Available records:
_ _ _ _
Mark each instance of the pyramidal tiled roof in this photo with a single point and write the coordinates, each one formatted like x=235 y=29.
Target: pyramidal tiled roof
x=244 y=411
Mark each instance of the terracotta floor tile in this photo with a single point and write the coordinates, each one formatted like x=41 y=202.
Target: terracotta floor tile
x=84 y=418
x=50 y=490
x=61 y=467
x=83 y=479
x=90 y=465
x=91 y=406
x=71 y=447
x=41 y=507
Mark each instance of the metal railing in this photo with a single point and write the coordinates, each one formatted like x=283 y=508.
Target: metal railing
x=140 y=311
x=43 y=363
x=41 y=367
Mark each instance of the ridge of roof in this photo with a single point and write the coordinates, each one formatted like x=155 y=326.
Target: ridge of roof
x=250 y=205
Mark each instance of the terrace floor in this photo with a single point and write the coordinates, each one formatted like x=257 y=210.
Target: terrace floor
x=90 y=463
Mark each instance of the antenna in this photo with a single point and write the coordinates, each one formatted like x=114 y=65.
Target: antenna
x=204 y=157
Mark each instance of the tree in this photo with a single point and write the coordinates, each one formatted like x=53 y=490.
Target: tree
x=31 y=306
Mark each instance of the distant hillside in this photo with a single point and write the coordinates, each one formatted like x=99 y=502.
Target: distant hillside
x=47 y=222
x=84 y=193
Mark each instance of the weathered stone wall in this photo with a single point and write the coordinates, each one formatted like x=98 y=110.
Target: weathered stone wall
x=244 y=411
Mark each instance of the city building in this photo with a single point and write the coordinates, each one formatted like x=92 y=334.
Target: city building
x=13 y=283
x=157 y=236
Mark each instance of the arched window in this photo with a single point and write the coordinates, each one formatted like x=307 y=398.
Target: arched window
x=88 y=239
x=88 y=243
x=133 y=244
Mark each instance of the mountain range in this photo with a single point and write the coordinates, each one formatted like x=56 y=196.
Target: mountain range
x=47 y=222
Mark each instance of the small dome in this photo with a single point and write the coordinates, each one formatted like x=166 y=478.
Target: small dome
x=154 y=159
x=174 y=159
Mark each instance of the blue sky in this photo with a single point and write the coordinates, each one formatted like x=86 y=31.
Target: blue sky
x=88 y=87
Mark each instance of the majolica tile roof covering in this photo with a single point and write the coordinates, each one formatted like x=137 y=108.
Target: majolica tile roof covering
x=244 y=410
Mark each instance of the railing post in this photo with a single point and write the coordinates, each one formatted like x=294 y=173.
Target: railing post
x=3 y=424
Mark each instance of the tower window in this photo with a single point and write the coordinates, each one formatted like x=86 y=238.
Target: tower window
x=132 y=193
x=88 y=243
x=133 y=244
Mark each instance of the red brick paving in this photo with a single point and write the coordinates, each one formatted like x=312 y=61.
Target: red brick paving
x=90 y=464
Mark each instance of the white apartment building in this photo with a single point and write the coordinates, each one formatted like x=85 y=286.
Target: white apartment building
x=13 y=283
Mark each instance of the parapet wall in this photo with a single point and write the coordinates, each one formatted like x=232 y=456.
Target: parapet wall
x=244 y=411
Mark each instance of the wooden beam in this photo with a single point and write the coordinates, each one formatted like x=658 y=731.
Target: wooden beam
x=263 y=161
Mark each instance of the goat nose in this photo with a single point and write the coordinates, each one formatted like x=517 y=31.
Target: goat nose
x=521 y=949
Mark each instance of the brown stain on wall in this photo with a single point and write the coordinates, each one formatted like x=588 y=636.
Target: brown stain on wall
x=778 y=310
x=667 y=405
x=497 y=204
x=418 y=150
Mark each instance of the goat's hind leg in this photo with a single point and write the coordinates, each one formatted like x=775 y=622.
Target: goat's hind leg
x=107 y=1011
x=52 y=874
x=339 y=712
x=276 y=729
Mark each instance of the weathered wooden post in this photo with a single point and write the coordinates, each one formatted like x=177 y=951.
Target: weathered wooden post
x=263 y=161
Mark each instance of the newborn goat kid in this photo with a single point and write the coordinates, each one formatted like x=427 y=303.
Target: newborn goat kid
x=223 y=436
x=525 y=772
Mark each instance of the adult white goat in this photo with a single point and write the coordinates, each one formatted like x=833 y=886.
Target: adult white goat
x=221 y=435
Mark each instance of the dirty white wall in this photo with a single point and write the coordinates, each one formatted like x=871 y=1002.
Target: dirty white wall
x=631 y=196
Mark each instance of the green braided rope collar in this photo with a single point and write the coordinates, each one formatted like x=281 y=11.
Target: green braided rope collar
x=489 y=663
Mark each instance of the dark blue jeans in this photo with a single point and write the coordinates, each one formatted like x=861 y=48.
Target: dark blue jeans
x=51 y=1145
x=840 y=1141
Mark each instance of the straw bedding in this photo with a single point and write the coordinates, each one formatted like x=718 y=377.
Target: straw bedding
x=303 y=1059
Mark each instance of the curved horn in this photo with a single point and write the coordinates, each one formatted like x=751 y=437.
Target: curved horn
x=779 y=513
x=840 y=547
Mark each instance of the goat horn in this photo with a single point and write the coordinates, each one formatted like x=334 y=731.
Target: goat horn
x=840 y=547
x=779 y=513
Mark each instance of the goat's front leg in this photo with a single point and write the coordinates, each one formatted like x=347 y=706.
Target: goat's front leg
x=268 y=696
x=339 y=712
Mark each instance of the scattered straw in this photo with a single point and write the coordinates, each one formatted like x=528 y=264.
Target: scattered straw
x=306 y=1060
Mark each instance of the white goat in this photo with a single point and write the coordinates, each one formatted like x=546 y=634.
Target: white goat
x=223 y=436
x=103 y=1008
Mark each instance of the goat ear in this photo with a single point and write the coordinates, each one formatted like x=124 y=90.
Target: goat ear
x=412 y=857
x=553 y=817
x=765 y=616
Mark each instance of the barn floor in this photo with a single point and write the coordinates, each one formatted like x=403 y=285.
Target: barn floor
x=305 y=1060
_ _ _ _
Set task:
Write out every line of the material above word for word, changing nothing.

Written solution:
Mark each instance of the pyramidal tiled roof in this photo with a single point and write the coordinates, each one formatted like x=235 y=29.
Target: pyramidal tiled roof
x=244 y=411
Mark each instance of the terracotta floor tile in this photo with a single point and write the coordinates, each one formatted like x=41 y=202.
Target: terracotta floor tile
x=84 y=418
x=50 y=490
x=61 y=467
x=83 y=479
x=90 y=465
x=91 y=406
x=71 y=447
x=41 y=507
Mark each instance of the metal railing in this photo with a single point and write the coordinates, each one formatted like x=283 y=508.
Target: metal railing
x=140 y=311
x=43 y=363
x=41 y=367
Mark each instance of the ridge of roof in this photo with a single point and write the coordinates, each one formatted like x=155 y=326.
Target: ridge of roof
x=250 y=205
Mark each instance of the terrace floor in this photo with a single point and write the coordinates, each one formatted like x=257 y=210.
Target: terrace floor
x=90 y=463
Mark each instance of the antenna in this photo with a single point and write the coordinates, each one formatted like x=114 y=65.
Target: antenna
x=204 y=157
Mark each instance of the tree in this photo with a single point and write the coordinates, each one formatted like x=53 y=490.
Target: tree
x=31 y=306
Mark each instance of the distant hillside in this photo with a single point and write the coordinates, each one formatted like x=99 y=502.
Target: distant hillside
x=47 y=222
x=84 y=193
Mark each instance of the weathered stone wall in this photo with a single point and write the coordinates, each one formatted like x=98 y=110.
Target: weathered stone wall
x=244 y=411
Mark each instance of the city building in this photo with a single point and write the coordinates, each one formatted like x=92 y=334.
Target: city building
x=13 y=283
x=157 y=236
Mark each instance of the arched window in this photo with a single point and write the coordinates, each one formatted like x=307 y=398.
Target: arched window
x=88 y=239
x=88 y=243
x=133 y=244
Mark each instance of the mountain range in this photo with a single point and write the coordinates, each one formatted like x=56 y=196.
Target: mountain range
x=47 y=222
Mark each instance of the small dome in this photo with a single point and write the coordinates, each one formatted like x=166 y=478.
Target: small dome
x=154 y=159
x=174 y=159
Mark each instance of the blue sky in this photo with a single point and write the coordinates, each one formatted like x=86 y=31.
Target: blue sky
x=88 y=87
Mark each instance of the majolica tile roof covering in this photo with a single point and write the coordinates, each one formatted like x=137 y=108.
Target: majolica tile roof covering
x=244 y=410
Mark each instance of the railing post in this photo with a single point and write the coordinates, each one formatted like x=294 y=173.
Target: railing post
x=3 y=424
Mark each instance of the tower window in this photo with a single point and write the coordinates, each one formatted like x=86 y=238.
Target: tower window
x=132 y=193
x=88 y=243
x=133 y=244
Mark each instance of the red brick paving in this photo with a single point and write the coordinates, each one formatted like x=312 y=61.
Target: red brick paving
x=90 y=464
Mark each instance of the white apartment building in this photo with a single point and write the coordinates, each one formatted like x=85 y=286.
Target: white apartment building
x=13 y=283
Mark each instance of the parapet wall in this photo with a single point and write the coordinates, each one formatted like x=232 y=456.
Target: parapet wall
x=244 y=411
Mark each instance of the wooden beam in this photo with a single point and write the coordinates, each one formatted like x=658 y=731.
Target: wooden beam
x=263 y=161
Mark each instance of the goat nose in this photo with a single point and write the coordinates, each one formatted like x=517 y=31.
Target: goat nose
x=521 y=949
Mark each instance of the brown stain on wall in this photo with a single point and write the coordinates, each one formatted like x=588 y=636.
Target: brown stain on wall
x=778 y=310
x=667 y=405
x=497 y=204
x=418 y=150
Mark each instance of the goat's hind leg in this photo with a single point and write the coordinates, each one formatted like x=775 y=622.
Target: goat's hind leg
x=107 y=1011
x=52 y=874
x=339 y=712
x=276 y=729
Mark each instance of the weathered wooden post in this photo with a single point and write the coordinates, each one formatted like x=177 y=951.
Target: weathered wooden post
x=263 y=161
Mark each instance of the newborn goat kid in this photo with a single point and write the coordinates, each one formatted like x=427 y=303.
Target: newborn goat kid
x=223 y=436
x=525 y=772
Mark each instance of the adult white goat in this photo with a single point and write the coordinates, each one formatted like x=833 y=886.
Target: adult white goat
x=221 y=435
Mark each instance of the dirty white wall in this photo with a single point and write the coordinates, each one formatted like x=871 y=1002.
Target: dirty white wall
x=631 y=196
Mark each instance of the green braided rope collar in this photo with a single point and write the coordinates, each one formatted like x=281 y=11.
Target: green braided rope collar
x=489 y=663
Mark each instance of the dark blue jeans in this photo with a single point and write the coordinates, each one formatted like x=861 y=48.
Target: dark blue jeans
x=51 y=1145
x=840 y=1141
Mark each instance of the straw bedding in this photo with a single point and write the coordinates, each one formatted like x=718 y=377.
Target: straw bedding
x=303 y=1059
Mark each instance of the curved horn in this photo with a single point and write the coordinates, each one formatted like x=751 y=437.
Target: curved horn
x=779 y=513
x=840 y=547
Mark each instance of the goat horn in this photo with a single point and write the coordinates, each one formatted like x=334 y=731.
Target: goat horn
x=840 y=547
x=779 y=513
Mark each instance of the goat's front leg in this photo with a single point and write the coordinates, each one formatted like x=347 y=706.
Target: goat's front leg
x=268 y=696
x=339 y=712
Mark each instance of the scattered straw in this photo with a single point and write the coordinates, each one formatted like x=528 y=264.
Target: scattered straw
x=306 y=1060
Mark each instance of the white goat in this photo with a single point and write the coordinates, each one formatted like x=546 y=634.
Target: white goat
x=223 y=436
x=103 y=1008
Mark each instance of the goat ear in this photo with a single point and write the coordinates, each one formatted like x=124 y=90.
Target: goat ear
x=412 y=857
x=553 y=817
x=765 y=616
Mark each instance of the barn floor in this photo with a single point and write the coordinates, each one formatted like x=403 y=285.
Target: barn floor
x=305 y=1060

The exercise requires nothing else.